- Exercise objective -
Below are lines of data; count those containing the word "exact" and write nothing but the number.

- Stored data entries -
- - -
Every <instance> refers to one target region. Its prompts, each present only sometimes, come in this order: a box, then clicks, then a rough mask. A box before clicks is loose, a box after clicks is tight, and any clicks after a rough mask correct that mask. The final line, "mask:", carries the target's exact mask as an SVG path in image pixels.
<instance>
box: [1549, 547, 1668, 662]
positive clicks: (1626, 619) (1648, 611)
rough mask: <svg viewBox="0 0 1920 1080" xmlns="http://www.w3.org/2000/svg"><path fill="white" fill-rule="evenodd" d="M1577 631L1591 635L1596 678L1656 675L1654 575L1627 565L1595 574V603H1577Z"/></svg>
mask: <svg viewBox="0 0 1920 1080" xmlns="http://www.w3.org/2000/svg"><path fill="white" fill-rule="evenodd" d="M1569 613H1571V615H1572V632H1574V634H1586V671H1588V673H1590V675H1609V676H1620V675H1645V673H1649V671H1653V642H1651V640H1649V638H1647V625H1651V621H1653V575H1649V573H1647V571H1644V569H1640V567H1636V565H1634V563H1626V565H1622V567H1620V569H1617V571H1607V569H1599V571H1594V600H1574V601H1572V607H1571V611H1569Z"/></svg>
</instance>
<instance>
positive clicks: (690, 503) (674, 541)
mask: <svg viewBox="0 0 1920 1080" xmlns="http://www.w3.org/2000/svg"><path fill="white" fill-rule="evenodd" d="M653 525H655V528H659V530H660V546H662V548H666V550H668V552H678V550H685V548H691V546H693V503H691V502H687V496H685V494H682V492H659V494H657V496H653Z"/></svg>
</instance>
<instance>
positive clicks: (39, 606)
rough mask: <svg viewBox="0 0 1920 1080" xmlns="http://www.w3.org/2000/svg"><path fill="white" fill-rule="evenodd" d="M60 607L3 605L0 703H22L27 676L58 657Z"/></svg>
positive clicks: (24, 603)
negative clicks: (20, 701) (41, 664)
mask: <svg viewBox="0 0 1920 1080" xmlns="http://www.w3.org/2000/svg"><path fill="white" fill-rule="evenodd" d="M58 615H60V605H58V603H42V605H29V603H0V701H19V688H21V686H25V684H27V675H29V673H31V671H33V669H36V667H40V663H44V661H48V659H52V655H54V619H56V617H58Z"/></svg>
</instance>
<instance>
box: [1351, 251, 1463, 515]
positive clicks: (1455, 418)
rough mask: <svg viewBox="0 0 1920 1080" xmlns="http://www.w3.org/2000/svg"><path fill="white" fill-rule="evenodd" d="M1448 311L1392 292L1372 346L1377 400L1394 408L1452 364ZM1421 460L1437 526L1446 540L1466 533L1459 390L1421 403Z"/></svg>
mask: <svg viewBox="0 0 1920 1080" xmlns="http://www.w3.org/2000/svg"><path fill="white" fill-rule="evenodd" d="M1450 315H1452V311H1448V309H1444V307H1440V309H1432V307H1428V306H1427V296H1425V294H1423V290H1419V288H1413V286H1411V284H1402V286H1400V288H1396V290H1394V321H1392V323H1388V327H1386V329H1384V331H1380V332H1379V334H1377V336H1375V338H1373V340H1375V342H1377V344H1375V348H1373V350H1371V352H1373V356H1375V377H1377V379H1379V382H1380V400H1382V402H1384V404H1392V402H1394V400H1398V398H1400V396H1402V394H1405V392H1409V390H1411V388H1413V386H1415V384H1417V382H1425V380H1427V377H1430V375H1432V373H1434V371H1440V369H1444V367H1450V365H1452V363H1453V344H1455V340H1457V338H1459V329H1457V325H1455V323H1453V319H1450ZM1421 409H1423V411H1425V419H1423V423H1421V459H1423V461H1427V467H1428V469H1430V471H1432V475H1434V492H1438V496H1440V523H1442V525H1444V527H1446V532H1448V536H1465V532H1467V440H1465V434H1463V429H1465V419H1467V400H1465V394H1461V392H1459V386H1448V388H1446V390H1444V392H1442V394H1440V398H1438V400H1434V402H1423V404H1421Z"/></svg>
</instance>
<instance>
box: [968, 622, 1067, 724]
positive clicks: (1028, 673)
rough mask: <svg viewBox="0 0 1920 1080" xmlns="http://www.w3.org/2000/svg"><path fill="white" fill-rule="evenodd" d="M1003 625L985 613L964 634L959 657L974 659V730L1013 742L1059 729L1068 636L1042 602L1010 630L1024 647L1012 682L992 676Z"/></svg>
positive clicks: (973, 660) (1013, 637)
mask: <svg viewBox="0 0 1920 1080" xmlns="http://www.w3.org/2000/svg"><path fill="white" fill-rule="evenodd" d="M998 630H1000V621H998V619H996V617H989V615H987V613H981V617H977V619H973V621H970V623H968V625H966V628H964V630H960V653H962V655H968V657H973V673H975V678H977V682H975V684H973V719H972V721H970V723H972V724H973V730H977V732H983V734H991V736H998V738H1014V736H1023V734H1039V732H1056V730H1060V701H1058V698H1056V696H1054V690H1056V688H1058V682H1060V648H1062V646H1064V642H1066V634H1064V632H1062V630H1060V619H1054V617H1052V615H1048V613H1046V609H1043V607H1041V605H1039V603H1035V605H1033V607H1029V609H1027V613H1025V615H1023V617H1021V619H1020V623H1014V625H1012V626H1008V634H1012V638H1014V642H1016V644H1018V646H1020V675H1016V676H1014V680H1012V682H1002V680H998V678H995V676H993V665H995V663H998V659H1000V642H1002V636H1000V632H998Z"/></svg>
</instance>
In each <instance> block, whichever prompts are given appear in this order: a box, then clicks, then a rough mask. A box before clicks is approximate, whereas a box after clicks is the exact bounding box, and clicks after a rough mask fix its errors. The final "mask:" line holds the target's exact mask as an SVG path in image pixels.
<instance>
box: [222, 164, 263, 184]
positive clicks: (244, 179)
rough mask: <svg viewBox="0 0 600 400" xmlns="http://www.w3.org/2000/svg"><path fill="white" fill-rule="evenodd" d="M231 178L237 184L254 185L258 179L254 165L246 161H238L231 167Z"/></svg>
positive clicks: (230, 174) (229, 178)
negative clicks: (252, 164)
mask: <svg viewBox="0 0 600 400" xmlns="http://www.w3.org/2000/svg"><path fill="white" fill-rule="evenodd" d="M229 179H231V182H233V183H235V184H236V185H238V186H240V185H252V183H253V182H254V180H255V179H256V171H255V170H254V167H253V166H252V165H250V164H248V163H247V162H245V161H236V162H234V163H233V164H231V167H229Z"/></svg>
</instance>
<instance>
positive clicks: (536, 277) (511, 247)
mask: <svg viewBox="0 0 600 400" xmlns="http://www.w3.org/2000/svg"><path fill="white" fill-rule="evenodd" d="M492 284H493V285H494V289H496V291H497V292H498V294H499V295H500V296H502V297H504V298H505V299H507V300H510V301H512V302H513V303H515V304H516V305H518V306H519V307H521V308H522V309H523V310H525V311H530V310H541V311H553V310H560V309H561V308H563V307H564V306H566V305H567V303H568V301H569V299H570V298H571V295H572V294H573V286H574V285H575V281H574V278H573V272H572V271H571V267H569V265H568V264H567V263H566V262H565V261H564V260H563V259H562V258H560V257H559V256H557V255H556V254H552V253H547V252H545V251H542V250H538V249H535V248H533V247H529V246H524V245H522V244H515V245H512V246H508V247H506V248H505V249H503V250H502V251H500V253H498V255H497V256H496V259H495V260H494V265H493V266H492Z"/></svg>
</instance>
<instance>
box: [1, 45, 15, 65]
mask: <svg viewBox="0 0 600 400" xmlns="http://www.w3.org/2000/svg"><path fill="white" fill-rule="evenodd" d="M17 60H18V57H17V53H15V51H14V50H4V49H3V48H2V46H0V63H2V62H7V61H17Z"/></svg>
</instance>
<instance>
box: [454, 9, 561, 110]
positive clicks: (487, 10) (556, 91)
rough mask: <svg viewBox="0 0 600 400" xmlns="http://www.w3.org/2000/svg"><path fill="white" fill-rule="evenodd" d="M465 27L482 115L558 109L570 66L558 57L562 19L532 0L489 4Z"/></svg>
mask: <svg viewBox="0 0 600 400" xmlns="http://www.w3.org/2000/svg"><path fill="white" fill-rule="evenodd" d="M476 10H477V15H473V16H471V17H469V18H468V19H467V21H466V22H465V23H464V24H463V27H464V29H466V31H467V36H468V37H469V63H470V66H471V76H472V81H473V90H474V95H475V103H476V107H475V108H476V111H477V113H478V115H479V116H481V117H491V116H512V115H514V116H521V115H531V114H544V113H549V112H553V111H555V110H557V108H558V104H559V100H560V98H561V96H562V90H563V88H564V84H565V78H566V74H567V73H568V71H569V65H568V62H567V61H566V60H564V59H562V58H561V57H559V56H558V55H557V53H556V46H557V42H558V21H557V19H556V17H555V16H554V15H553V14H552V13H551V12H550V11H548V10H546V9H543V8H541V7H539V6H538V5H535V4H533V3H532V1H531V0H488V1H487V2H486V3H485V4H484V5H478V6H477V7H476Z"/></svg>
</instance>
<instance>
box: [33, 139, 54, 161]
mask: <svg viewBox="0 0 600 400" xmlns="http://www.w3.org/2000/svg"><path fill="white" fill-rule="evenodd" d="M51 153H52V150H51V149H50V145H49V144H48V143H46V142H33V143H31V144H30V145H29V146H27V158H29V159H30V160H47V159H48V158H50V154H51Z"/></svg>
- - -
- Written answer -
2